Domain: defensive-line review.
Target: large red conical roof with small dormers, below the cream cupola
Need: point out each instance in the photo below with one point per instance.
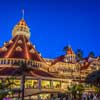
(25, 52)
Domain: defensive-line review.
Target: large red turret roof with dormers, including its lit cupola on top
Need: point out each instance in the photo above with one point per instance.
(20, 46)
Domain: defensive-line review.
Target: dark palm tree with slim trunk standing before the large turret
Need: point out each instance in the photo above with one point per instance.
(23, 68)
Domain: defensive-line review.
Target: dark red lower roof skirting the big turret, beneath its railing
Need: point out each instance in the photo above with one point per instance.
(34, 73)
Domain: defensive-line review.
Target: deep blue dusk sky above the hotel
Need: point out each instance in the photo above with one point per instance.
(54, 24)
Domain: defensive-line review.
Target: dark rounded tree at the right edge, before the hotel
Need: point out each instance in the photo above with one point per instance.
(94, 79)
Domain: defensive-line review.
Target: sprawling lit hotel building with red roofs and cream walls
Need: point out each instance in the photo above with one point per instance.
(47, 76)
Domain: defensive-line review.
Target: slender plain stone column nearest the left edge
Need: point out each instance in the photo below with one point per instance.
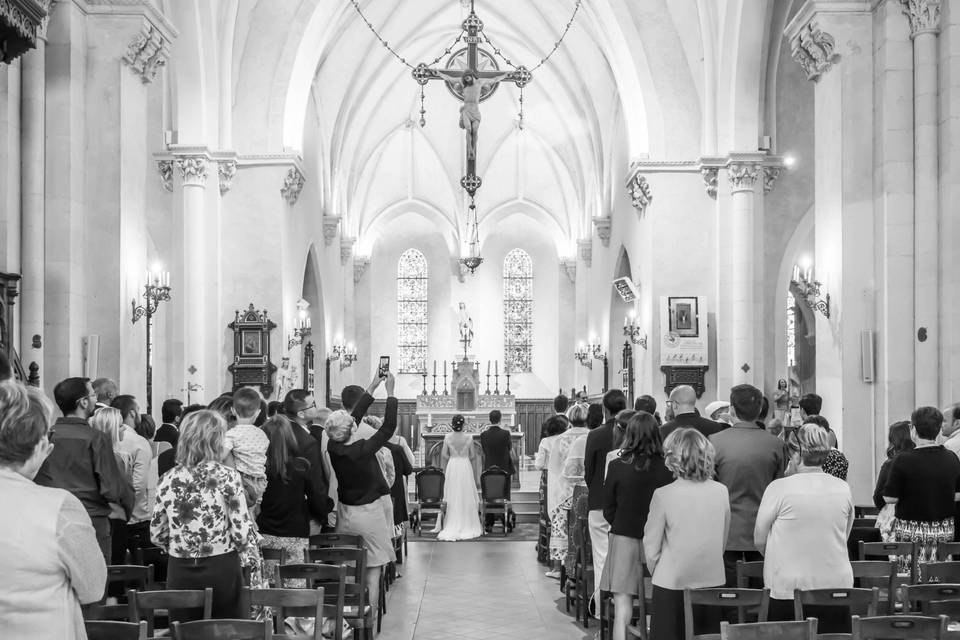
(32, 212)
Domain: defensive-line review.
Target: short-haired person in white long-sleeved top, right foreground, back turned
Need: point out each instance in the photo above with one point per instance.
(802, 527)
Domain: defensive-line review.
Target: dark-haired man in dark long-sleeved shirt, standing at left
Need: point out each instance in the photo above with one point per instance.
(83, 462)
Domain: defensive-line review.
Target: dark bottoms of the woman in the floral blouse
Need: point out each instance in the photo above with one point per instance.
(222, 573)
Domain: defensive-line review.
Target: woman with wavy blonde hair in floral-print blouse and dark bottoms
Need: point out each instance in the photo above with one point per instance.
(201, 519)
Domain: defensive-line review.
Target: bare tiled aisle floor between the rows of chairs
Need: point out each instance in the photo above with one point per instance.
(476, 591)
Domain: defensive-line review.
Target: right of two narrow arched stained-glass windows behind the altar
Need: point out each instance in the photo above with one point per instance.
(518, 311)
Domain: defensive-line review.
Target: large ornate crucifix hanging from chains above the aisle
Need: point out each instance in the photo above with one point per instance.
(471, 75)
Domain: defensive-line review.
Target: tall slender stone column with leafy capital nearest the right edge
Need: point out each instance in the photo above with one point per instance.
(924, 18)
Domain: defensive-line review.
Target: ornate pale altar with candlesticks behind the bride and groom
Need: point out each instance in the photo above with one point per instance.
(435, 410)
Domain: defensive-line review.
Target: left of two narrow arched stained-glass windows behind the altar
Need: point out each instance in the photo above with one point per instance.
(412, 312)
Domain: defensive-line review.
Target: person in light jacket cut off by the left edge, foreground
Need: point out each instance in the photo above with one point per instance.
(50, 557)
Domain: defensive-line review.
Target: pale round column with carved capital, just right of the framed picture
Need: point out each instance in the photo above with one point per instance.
(742, 175)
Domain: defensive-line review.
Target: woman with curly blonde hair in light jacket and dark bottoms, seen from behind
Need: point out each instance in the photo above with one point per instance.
(685, 535)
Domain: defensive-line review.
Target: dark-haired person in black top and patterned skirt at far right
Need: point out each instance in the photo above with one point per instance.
(923, 484)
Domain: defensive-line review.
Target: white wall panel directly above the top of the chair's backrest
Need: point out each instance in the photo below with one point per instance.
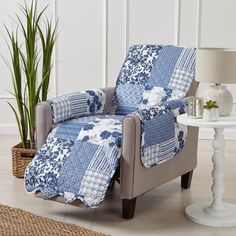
(151, 21)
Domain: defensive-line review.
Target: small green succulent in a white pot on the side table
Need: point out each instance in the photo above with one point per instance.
(211, 111)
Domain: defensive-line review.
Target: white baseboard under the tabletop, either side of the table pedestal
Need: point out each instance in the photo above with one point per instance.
(207, 133)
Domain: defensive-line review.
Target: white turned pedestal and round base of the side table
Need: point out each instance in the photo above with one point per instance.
(216, 213)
══════════
### Exercise prompt
The material above is to be transcribed exactly, with its images omitted.

### Exercise output
Domain: defensive-line review.
Target: large red conical roof with small dormers, below the cream cupola
Need: point out each instance in the photo below with one point per instance.
(25, 52)
Domain: defensive-line review.
Target: large red turret roof with dormers, including its lit cupola on top
Need: point out each instance in the photo above with one point per instance.
(20, 46)
Domain: defensive-line review.
Target: dark palm tree with slim trunk standing before the large turret
Need: point out each instance in the photo above with one point per instance.
(23, 68)
Domain: defensive-line review.
Target: dark red lower roof skirting the big turret, beneath its railing
Need: point out each instance in the photo above with one point per instance.
(34, 73)
Domain: defensive-line review.
Target: deep blue dusk sky above the hotel
Need: point out each instance in the photo above with one point per instance.
(54, 24)
Domain: defensive-line review.
Target: dark rounded tree at the right edge, before the hotel
Need: point out each instance in the photo above with one point per instance.
(94, 79)
Domain: defensive-line review.
Target: sprawling lit hotel building with red roofs and cream walls
Need: point out each instance in the photo above with one point per instance.
(47, 76)
Domain: defensive-line review.
Target: slender plain stone column nearest the left edge
Need: point out each instance in the photo below with one point per instance.
(32, 212)
Domain: defensive-line review.
Target: short-haired person in white long-sleeved top, right foreground, back turned
Need: point out each instance in the photo above with one point per instance.
(802, 527)
Domain: defensive-line review.
Target: dark-haired man in dark long-sleeved shirt, standing at left
Need: point out each instance in the photo above with one point per instance.
(83, 462)
Domain: defensive-line review.
Target: dark bottoms of the woman in the floral blouse
Need: point out each instance in the photo above with one point per instance.
(222, 573)
Domain: defensive-line review.
Target: woman with wavy blonde hair in floral-print blouse and dark bottoms
Need: point out each instance in the photo above with one point per instance.
(201, 519)
Domain: defensive-line review.
Target: bare tiled aisle floor between the rows of chairs
Need: point out each instance in the photo above with one point per instance.
(476, 591)
Domain: defensive-line review.
Target: right of two narrow arched stained-glass windows behind the altar
Need: point out each instance in the photo above with one point per instance.
(518, 311)
Domain: defensive-line review.
Target: large ornate crucifix hanging from chains above the aisle
Need: point out each instance in the photo above with one point per instance.
(471, 75)
Domain: defensive-line review.
Target: tall slender stone column with leafy capital nearest the right edge
Need: point out each instance in the photo above with one point per instance.
(924, 18)
Domain: defensive-line review.
Target: ornate pale altar with candlesticks behind the bride and groom
Need: point out each instance in the photo above with one point per instance.
(435, 410)
Domain: defensive-line review.
Target: left of two narrow arched stained-glass windows behind the altar
Need: point out each instance in the photo above with one point per instance.
(412, 312)
Domain: defensive-line review.
Target: person in light jacket cut off by the left edge, foreground
Need: point out each instance in the photo above with one point per instance.
(50, 557)
Domain: defensive-line review.
Target: pale round column with carved capital, just right of the framed picture
Need: point out each instance in the photo above with one point per instance.
(742, 175)
Domain: defensive-line review.
Target: woman with curly blonde hair in light jacket and dark bottoms, seen from behind
Need: point out each instance in the photo above with one point per instance.
(685, 535)
Domain: defensive-line review.
Target: dark-haired person in black top and patterned skirt at far right
Need: point out each instance in the photo above with one point per instance.
(923, 484)
Domain: defensive-line review.
Target: white wall panel directly above the top of the chair's backrest
Need: point out each instance in the photo below with one point per instance.
(151, 21)
Domain: defensive-line review.
Target: small green succulent in a white pot on the side table
Need: point out each instance in the photo above with one point per instance.
(211, 111)
Domain: defensive-line review.
Target: white baseboard under the tabletop, either side of the table pedestal
Need: point out each instance in the photo above with one point per instance.
(207, 133)
Domain: defensive-line review.
Target: white turned pedestal and round base of the side table
Need: point out each instance in the photo above with one point per instance.
(216, 213)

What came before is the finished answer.